- Assignment -
Each line of the entries below that includes "lantern" belongs in your answer.

- Task inputs -

•••••

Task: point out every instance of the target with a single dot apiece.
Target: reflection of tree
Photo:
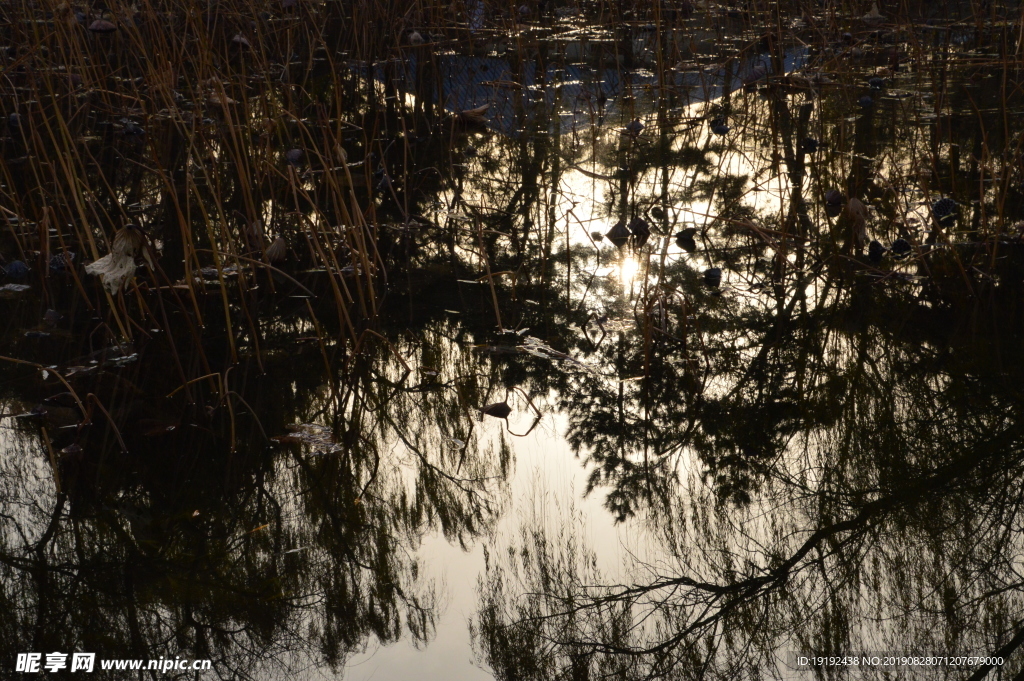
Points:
(256, 558)
(879, 467)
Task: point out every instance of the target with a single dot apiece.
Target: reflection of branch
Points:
(722, 599)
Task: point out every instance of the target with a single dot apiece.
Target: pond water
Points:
(557, 341)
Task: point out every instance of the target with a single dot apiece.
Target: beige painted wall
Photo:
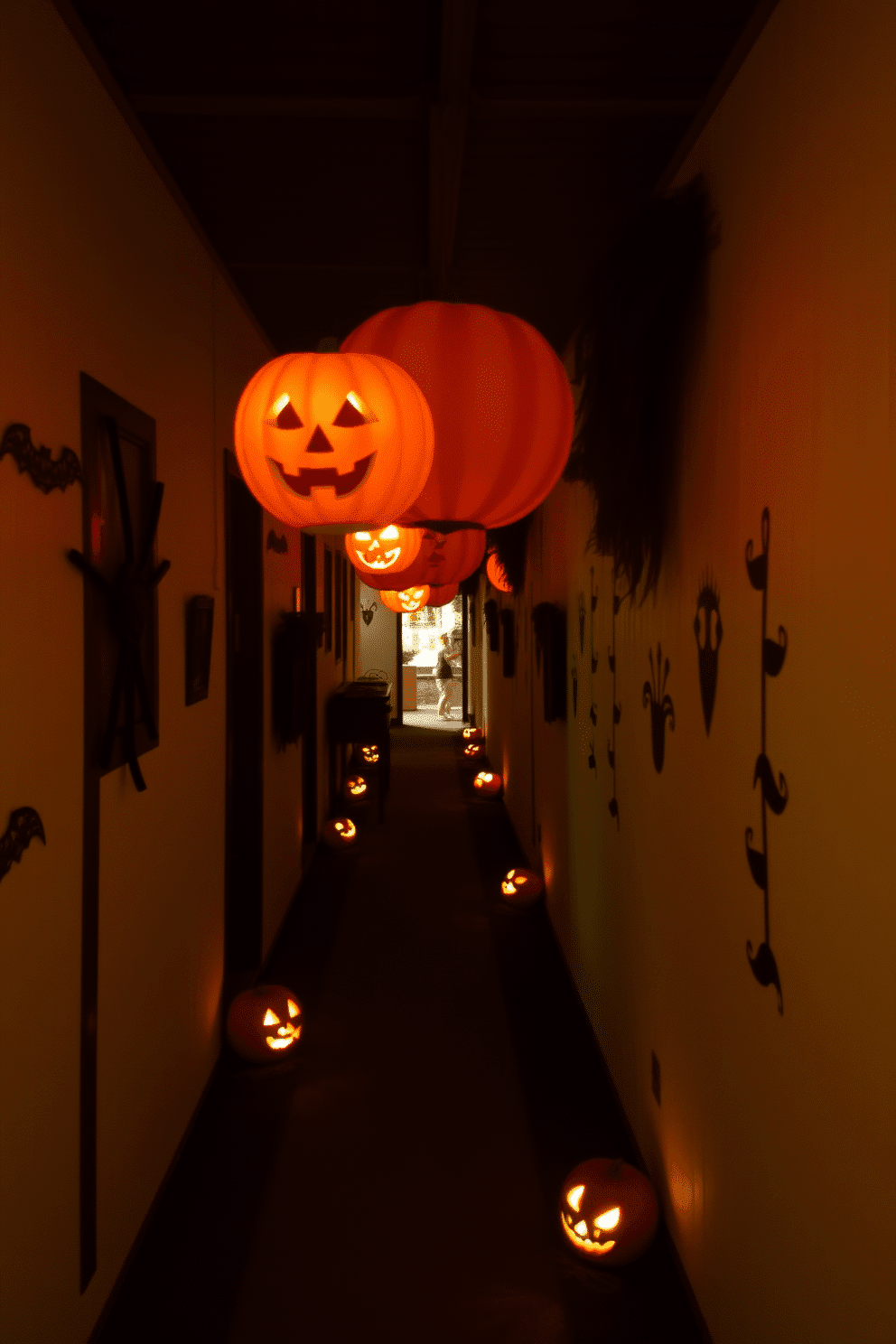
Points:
(99, 272)
(772, 1147)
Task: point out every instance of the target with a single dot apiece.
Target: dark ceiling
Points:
(344, 157)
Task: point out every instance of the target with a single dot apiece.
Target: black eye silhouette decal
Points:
(353, 413)
(283, 415)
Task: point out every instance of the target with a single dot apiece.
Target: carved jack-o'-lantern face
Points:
(388, 548)
(333, 440)
(339, 834)
(609, 1211)
(521, 887)
(265, 1023)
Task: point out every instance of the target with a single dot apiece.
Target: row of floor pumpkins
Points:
(433, 422)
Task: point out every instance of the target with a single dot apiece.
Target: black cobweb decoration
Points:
(129, 597)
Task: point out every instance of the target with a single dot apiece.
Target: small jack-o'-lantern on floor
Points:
(521, 887)
(355, 788)
(264, 1024)
(339, 834)
(388, 548)
(408, 600)
(609, 1211)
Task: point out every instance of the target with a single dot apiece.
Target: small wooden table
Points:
(361, 711)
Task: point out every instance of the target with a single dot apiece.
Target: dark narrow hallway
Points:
(397, 1178)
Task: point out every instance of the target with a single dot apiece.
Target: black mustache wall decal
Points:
(707, 628)
(774, 795)
(661, 707)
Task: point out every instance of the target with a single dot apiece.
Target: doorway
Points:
(245, 699)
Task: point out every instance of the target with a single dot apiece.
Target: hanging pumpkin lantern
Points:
(264, 1023)
(383, 550)
(443, 558)
(496, 575)
(609, 1211)
(339, 834)
(410, 600)
(501, 406)
(441, 594)
(521, 887)
(333, 440)
(488, 784)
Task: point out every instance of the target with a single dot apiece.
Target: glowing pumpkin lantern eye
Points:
(606, 1222)
(353, 413)
(284, 415)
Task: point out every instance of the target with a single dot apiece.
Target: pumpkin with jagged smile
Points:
(609, 1211)
(336, 441)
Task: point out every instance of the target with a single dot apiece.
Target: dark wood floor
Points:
(397, 1179)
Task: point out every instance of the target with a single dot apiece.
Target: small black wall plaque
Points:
(201, 616)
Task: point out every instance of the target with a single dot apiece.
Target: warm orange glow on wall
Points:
(264, 1022)
(496, 575)
(410, 600)
(603, 1197)
(333, 440)
(500, 402)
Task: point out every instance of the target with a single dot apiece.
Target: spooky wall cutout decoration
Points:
(327, 440)
(129, 598)
(774, 796)
(46, 472)
(265, 1023)
(661, 707)
(609, 1211)
(24, 824)
(707, 628)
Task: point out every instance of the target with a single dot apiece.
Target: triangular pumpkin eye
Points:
(353, 413)
(284, 415)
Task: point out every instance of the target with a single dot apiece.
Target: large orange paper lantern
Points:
(441, 594)
(441, 558)
(609, 1211)
(333, 440)
(501, 406)
(410, 600)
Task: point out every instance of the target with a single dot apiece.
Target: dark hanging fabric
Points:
(493, 630)
(631, 354)
(509, 647)
(551, 641)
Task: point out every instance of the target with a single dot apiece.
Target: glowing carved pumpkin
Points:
(339, 834)
(410, 600)
(388, 548)
(609, 1211)
(338, 440)
(265, 1023)
(443, 558)
(496, 575)
(501, 406)
(521, 887)
(441, 594)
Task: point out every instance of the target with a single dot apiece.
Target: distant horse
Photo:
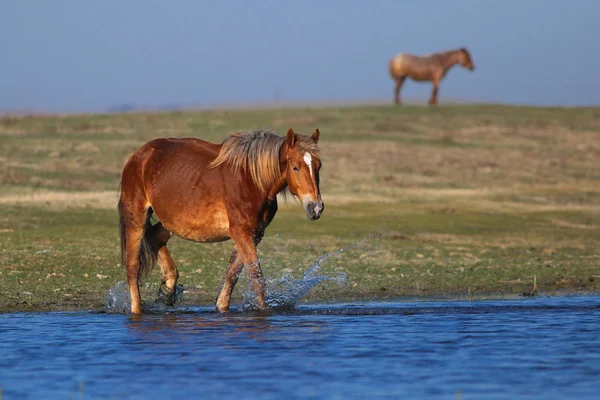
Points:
(208, 192)
(431, 68)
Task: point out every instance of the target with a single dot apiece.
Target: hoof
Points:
(166, 295)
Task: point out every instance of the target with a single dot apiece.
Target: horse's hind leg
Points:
(399, 83)
(434, 93)
(158, 236)
(133, 219)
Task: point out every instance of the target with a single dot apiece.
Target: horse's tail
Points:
(148, 254)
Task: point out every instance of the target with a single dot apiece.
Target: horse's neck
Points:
(450, 58)
(277, 188)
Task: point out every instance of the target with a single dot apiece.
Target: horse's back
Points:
(185, 194)
(418, 68)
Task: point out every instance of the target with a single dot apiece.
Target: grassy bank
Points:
(458, 200)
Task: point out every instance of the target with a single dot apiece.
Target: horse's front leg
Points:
(246, 241)
(233, 273)
(231, 277)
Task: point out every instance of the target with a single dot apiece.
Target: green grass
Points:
(454, 201)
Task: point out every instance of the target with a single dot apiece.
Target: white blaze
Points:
(308, 161)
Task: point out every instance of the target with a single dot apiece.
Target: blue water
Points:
(540, 348)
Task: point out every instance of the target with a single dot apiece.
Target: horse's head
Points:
(302, 165)
(465, 59)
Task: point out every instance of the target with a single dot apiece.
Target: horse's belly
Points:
(204, 226)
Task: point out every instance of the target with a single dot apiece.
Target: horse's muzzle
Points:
(314, 209)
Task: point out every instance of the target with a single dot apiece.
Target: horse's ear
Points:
(290, 138)
(315, 136)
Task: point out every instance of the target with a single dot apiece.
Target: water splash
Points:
(286, 292)
(117, 300)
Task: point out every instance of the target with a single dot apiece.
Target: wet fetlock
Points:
(166, 295)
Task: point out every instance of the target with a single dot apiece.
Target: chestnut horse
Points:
(208, 192)
(432, 68)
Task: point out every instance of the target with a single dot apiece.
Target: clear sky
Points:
(75, 55)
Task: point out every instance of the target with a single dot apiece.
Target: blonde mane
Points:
(258, 152)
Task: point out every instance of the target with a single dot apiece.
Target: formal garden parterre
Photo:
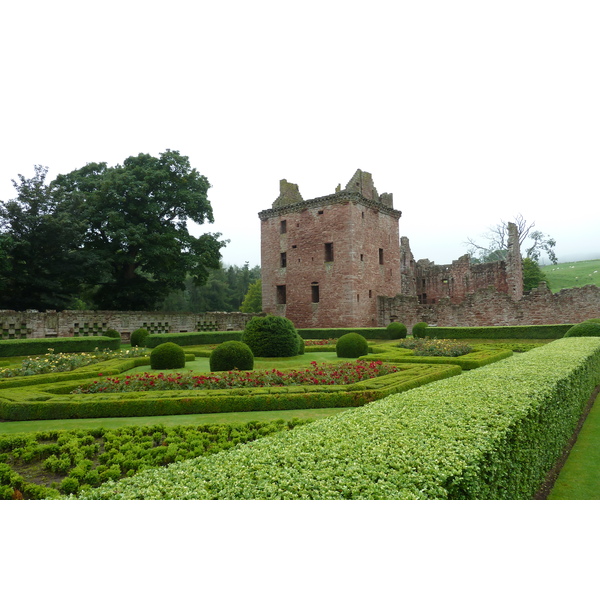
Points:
(475, 427)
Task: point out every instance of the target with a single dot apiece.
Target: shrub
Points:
(396, 331)
(419, 329)
(69, 485)
(112, 333)
(351, 345)
(271, 336)
(167, 356)
(138, 337)
(231, 355)
(585, 329)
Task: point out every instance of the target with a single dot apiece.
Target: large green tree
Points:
(43, 263)
(136, 216)
(495, 245)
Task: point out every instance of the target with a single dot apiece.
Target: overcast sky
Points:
(468, 112)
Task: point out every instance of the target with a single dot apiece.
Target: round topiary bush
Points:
(167, 356)
(231, 355)
(419, 329)
(396, 331)
(271, 336)
(585, 329)
(351, 345)
(138, 337)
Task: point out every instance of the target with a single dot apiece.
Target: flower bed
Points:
(63, 362)
(492, 433)
(51, 398)
(325, 374)
(429, 347)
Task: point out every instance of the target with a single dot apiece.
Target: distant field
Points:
(572, 274)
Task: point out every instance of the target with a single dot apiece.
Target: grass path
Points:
(167, 420)
(579, 479)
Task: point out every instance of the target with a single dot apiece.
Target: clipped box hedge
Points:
(193, 338)
(52, 400)
(492, 433)
(35, 346)
(370, 333)
(520, 332)
(475, 359)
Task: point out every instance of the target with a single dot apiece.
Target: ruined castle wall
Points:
(456, 281)
(490, 307)
(68, 323)
(328, 263)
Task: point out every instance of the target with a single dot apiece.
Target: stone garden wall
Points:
(68, 323)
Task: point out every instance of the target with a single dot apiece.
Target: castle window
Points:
(281, 294)
(315, 291)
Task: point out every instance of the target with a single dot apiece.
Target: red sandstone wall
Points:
(348, 285)
(489, 307)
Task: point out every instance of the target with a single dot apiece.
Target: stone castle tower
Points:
(326, 260)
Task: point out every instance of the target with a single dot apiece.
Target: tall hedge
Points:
(492, 433)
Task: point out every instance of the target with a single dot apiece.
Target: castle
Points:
(338, 261)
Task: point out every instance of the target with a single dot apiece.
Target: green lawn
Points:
(573, 274)
(167, 420)
(579, 479)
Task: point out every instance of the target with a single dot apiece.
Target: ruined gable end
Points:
(288, 194)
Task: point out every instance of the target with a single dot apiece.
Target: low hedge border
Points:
(34, 346)
(473, 360)
(492, 433)
(522, 332)
(193, 338)
(48, 401)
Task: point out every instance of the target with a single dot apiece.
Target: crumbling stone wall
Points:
(492, 307)
(431, 283)
(68, 323)
(324, 261)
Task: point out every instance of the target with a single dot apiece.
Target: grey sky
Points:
(468, 112)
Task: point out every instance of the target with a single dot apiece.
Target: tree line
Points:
(116, 238)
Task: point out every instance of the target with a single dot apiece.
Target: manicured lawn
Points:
(579, 479)
(167, 420)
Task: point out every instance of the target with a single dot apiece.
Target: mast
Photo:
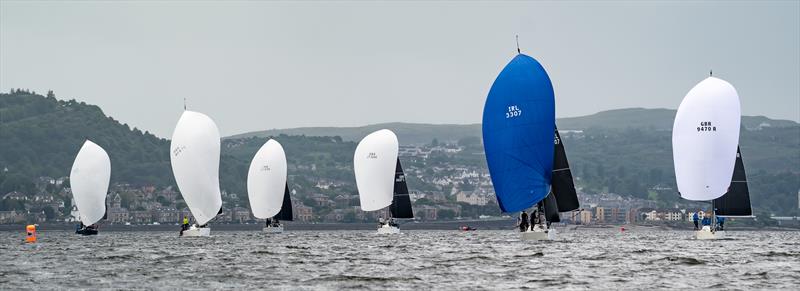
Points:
(713, 216)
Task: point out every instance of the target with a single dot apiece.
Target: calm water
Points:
(443, 260)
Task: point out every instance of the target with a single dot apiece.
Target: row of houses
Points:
(617, 215)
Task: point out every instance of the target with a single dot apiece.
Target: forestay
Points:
(705, 136)
(266, 180)
(89, 180)
(194, 154)
(374, 164)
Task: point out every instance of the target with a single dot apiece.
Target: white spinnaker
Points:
(89, 179)
(374, 164)
(266, 180)
(704, 139)
(194, 154)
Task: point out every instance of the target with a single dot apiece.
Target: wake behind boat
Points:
(89, 178)
(380, 179)
(194, 155)
(267, 188)
(705, 138)
(524, 151)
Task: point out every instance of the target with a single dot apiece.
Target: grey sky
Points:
(257, 64)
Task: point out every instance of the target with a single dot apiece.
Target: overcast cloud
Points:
(255, 65)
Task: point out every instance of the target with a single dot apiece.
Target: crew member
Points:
(523, 221)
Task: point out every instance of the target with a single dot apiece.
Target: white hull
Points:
(387, 229)
(273, 229)
(539, 234)
(706, 233)
(197, 231)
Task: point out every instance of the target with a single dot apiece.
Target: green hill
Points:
(40, 136)
(420, 133)
(624, 151)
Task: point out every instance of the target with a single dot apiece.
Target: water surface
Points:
(442, 260)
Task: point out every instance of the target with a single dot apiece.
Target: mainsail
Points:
(374, 163)
(401, 202)
(705, 136)
(736, 202)
(89, 180)
(551, 208)
(518, 125)
(194, 155)
(265, 177)
(563, 188)
(286, 207)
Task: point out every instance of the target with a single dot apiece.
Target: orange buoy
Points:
(31, 230)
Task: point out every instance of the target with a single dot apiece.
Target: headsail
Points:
(194, 155)
(89, 180)
(265, 177)
(374, 162)
(704, 139)
(286, 207)
(518, 125)
(401, 202)
(736, 202)
(563, 188)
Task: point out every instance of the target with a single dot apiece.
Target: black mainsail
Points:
(401, 203)
(551, 208)
(563, 188)
(286, 207)
(735, 202)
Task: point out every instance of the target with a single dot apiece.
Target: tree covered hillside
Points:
(40, 136)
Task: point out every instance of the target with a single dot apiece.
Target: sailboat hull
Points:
(387, 229)
(273, 229)
(197, 232)
(707, 234)
(86, 231)
(539, 234)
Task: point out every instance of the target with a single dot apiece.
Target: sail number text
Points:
(513, 111)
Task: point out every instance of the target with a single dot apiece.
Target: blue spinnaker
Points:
(518, 125)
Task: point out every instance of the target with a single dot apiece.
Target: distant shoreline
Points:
(505, 224)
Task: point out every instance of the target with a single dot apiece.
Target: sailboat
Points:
(524, 151)
(736, 202)
(380, 179)
(268, 199)
(194, 155)
(705, 139)
(89, 178)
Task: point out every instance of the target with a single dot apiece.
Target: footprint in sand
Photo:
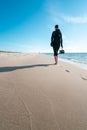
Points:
(83, 78)
(67, 71)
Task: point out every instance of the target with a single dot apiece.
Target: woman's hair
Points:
(56, 26)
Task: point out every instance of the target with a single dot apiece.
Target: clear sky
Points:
(27, 25)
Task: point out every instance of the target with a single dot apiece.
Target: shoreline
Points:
(35, 94)
(76, 63)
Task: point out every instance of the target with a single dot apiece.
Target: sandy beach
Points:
(35, 94)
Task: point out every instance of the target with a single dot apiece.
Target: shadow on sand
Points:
(13, 68)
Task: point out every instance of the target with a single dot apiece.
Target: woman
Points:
(56, 42)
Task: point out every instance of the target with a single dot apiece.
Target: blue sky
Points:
(27, 25)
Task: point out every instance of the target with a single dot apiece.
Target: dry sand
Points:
(37, 95)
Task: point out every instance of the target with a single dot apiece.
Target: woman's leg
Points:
(55, 49)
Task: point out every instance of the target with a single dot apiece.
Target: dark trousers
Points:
(55, 49)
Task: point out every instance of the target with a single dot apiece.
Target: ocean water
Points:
(79, 59)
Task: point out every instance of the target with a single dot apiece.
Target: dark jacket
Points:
(56, 38)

•••••

- The completed task -
Target: carved jack-o'-lantern face
Target: small jack-o'-lantern on floor
Target: hanging pumpkin lantern
Target: glowing pumpkin lantern eye
Target: large orange paper lantern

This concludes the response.